> **What is required**
Please gather and copy out every line in the entries below that contains the string "stump".

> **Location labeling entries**
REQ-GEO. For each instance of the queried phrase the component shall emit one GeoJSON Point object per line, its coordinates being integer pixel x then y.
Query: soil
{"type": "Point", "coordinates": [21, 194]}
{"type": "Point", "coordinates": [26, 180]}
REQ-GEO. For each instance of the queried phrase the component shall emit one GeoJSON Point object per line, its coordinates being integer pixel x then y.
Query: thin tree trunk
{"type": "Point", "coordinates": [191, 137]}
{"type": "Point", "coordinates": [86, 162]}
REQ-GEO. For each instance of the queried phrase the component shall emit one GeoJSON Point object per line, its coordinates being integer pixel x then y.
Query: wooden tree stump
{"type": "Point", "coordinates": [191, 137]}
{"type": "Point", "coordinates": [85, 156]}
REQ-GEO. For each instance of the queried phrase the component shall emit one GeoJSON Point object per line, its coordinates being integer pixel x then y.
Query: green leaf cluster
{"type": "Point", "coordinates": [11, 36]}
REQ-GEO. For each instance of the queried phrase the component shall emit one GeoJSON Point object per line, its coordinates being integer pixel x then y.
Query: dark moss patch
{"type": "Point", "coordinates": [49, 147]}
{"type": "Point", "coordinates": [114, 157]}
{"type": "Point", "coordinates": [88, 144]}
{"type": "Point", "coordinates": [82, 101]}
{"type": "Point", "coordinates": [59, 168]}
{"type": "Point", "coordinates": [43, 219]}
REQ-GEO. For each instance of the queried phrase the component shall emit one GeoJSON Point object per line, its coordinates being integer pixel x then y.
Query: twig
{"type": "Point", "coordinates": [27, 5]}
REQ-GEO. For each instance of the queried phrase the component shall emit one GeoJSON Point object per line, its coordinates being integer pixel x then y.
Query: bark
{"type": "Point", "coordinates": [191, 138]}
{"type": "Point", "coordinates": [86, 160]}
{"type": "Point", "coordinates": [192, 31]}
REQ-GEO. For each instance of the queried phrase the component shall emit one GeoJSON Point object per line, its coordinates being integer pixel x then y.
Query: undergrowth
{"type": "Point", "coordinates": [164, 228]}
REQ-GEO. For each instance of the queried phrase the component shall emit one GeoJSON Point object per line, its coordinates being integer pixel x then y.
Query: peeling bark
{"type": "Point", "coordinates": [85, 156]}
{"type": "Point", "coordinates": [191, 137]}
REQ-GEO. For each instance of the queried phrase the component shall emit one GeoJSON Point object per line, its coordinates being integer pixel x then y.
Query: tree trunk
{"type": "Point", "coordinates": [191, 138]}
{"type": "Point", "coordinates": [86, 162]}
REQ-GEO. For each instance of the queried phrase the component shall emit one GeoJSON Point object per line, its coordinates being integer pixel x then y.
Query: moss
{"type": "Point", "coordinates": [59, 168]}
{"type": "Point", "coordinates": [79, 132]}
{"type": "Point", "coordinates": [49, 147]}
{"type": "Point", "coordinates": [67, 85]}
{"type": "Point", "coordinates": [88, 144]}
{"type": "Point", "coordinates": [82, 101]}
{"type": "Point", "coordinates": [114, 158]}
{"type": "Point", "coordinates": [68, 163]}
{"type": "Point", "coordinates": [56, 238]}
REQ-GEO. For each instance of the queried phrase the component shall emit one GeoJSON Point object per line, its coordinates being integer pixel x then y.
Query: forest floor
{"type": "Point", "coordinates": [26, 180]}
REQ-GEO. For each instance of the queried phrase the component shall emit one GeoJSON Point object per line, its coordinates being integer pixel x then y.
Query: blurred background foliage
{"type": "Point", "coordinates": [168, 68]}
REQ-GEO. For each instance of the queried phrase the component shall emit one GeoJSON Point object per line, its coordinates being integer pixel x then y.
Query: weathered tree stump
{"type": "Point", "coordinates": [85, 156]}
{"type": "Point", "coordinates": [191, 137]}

> **Response to the task**
Query: wooden tree stump
Query: weathered tree stump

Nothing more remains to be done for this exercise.